* What the task requires
Each line below is to be set down again exactly.
------------------------------------------------------------------------
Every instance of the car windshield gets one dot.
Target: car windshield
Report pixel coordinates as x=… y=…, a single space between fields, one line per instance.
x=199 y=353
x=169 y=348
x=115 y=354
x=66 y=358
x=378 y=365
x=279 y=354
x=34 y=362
------------------------------------------------------------------------
* Output of the exercise
Every instance of the car windshield gets one dot.
Target: car windshield
Report pixel coordinates as x=… y=…, a single space between fields, one line per instance.
x=199 y=353
x=169 y=348
x=115 y=354
x=66 y=358
x=378 y=365
x=279 y=354
x=34 y=362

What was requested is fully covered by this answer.